Figure 3. C-factor maps of the scenarios.

Since there were no soil conservation practices in the study area at the time, Scenario 1’s mean P-factor value was 1.00. The average P values for Scenarios 1–5 were 1.00, 0.74, 0.77, 0.45 and 0.89, respectively (Fig. 4).

Figure 4. P-factor maps of the scenarios.

Soil losses in the scenarios

Scenario 5, which involved non-agricultural practices, had the lowest average soil loss (Fig. 5) and average C-factor value (0.16), and thus the lowest soil loss. Scenario 1 (current land use of the basin) had the highest average soil loss, with an average C-factor value of 0.43.

Figure 5. Average soil loss (t ha^–1 year^–1) in the scenarios.

The four scenarios based on the ILSEN method had significantly lower average erosion rates compared to Scenario 1 (Fig. 5).

Scenario 2, with the lowest C-factor value after Scenario 5, had an average annual soil loss of 0.97 t ha^–1 year^–1, and it did not consider the economic returns of LUTs (Fig. 6). This scenario’s average C-factor value was 0.19, the second lowest after Scenario 5. Despite this, Scenario 2 resulted in less estimated soil loss than Scenario 3 (Fig. 5).

Figure 6. Spatial distribution of average annual soil loss in the scenarios.

Soil conservation practices also impact the erosion risk classes in the study area. Areas with more than 20 t of soil loss per year were significantly reduced in the other scenarios compared to Scenario 1 (Appendix S2, Table S7). In Scenario 1, 47.76% of the study area was under low erosion risk, while in the other scenarios prepared using the ILSEN land evaluation method, this risk was present in greater than 80% of the study area, except for in Scenario 3. In Scenario 3, this risk was present in 70.21% of the study area (Appendix S2, Table S7).

> _Entries shown_:

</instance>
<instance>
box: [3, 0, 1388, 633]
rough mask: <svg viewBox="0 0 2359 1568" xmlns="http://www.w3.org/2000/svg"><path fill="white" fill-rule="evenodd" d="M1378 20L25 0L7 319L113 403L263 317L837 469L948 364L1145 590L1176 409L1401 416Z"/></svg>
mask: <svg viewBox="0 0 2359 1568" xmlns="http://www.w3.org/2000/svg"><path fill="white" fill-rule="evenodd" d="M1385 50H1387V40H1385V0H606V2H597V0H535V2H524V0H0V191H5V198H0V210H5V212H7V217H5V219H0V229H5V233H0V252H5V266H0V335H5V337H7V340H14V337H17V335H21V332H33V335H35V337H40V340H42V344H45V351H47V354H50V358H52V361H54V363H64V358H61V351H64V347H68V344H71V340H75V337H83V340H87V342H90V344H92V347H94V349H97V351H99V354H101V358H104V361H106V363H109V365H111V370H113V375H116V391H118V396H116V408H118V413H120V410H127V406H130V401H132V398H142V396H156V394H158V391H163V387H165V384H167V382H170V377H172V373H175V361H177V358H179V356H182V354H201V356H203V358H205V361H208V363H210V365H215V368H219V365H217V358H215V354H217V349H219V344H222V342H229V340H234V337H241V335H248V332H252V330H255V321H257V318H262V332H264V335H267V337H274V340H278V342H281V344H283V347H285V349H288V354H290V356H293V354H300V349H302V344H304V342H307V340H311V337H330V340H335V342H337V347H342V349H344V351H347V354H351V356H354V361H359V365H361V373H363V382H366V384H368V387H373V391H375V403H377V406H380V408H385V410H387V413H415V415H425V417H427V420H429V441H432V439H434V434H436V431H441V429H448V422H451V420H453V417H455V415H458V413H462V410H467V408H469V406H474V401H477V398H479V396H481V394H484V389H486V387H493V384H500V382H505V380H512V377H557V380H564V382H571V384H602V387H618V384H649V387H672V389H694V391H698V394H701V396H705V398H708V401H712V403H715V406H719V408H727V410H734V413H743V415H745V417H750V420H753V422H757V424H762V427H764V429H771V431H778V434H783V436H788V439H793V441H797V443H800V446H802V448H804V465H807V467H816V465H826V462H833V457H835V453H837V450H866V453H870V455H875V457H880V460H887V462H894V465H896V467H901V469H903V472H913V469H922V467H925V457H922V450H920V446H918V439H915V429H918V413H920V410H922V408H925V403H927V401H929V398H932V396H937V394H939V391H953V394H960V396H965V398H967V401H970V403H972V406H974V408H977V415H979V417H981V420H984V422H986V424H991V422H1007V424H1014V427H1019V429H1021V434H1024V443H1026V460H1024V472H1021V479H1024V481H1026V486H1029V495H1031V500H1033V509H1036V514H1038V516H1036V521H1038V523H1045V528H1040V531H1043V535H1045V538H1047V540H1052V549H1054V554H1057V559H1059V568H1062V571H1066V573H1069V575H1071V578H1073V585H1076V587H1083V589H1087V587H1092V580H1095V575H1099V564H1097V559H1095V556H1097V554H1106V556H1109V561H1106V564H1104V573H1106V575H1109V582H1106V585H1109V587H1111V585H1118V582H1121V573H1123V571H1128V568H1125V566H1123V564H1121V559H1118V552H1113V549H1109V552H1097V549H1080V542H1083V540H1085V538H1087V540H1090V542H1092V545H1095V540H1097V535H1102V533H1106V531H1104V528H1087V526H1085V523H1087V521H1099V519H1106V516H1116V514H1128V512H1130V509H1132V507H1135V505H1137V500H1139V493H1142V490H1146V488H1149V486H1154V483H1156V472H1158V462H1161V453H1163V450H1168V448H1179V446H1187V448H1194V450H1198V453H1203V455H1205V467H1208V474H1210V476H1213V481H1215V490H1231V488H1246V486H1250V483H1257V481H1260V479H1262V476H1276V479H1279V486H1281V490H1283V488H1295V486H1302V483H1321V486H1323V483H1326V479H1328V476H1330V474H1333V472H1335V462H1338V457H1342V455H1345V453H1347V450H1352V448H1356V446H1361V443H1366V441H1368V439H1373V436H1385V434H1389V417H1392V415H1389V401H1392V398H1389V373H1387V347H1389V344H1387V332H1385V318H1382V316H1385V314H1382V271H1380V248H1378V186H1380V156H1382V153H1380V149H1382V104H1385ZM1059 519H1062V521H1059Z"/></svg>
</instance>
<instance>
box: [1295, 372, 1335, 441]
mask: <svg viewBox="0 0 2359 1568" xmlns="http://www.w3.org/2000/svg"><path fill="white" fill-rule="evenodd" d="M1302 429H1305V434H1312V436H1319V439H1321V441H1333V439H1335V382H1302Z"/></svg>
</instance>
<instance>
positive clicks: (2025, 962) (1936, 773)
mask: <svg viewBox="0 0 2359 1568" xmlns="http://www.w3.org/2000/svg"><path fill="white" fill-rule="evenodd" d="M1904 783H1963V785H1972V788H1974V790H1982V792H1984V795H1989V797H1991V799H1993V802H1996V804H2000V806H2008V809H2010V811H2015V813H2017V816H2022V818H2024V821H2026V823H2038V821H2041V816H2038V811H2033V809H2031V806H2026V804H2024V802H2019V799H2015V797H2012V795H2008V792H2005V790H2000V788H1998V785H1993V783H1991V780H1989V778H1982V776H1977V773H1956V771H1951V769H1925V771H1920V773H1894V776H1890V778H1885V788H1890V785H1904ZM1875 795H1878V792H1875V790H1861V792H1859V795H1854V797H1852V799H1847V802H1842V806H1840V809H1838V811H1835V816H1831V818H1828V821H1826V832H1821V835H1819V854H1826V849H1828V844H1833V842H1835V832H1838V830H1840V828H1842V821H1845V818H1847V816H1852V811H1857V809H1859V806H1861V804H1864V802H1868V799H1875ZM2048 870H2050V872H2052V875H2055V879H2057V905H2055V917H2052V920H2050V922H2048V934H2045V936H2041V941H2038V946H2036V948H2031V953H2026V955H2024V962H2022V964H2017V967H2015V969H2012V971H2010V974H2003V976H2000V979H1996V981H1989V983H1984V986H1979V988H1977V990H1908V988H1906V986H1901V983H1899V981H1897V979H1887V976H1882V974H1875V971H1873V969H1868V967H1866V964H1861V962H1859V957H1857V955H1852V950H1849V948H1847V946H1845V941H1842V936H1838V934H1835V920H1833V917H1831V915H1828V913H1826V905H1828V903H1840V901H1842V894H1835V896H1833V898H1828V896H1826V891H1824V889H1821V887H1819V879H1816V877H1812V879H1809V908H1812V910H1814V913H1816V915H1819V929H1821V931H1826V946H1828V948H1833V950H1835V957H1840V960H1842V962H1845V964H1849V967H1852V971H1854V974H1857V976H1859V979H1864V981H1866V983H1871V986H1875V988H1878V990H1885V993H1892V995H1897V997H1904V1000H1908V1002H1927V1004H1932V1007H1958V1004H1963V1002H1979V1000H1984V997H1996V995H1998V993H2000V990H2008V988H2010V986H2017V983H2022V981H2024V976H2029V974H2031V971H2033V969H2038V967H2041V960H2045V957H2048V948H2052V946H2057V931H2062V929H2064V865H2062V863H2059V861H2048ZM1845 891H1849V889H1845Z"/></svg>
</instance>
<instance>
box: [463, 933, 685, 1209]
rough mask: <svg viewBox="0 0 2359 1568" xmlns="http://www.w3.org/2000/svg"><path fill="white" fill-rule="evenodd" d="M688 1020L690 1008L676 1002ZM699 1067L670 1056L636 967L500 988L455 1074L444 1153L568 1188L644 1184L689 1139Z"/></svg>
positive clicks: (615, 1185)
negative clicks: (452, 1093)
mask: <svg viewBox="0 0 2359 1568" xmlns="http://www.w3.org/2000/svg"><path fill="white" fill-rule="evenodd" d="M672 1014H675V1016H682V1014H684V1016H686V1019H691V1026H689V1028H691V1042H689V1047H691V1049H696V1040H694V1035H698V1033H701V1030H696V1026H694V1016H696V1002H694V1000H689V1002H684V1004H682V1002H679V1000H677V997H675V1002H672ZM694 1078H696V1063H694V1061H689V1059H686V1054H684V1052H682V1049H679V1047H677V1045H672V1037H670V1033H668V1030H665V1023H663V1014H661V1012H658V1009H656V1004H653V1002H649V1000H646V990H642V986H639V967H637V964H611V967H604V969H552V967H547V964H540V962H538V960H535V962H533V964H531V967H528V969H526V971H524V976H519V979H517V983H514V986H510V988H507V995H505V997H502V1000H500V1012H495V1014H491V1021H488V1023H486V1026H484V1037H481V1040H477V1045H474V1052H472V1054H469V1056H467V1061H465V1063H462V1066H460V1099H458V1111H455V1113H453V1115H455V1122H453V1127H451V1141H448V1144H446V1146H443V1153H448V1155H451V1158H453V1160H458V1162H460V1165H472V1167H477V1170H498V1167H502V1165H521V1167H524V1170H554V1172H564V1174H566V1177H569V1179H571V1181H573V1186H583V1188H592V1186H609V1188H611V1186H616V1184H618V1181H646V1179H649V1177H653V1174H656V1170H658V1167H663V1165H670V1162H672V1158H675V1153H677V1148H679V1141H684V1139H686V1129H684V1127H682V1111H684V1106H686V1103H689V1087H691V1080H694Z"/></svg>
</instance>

> _Task objective_: Reproduce verbatim everything from "Since there were" down to "Scenario 1 (Fig. 5)." in the soil loss passage.

> _Solution_:
Since there were no soil conservation practices in the study area at the time, Scenario 1’s mean P-factor value was 1.00. The average P values for Scenarios 1–5 were 1.00, 0.74, 0.77, 0.45 and 0.89, respectively (Fig. 4).

Figure 4. P-factor maps of the scenarios.

Soil losses in the scenarios

Scenario 5, which involved non-agricultural practices, had the lowest average soil loss (Fig. 5) and average C-factor value (0.16), and thus the lowest soil loss. Scenario 1 (current land use of the basin) had the highest average soil loss, with an average C-factor value of 0.43.

Figure 5. Average soil loss (t ha^–1 year^–1) in the scenarios.

The four scenarios based on the ILSEN method had significantly lower average erosion rates compared to Scenario 1 (Fig. 5).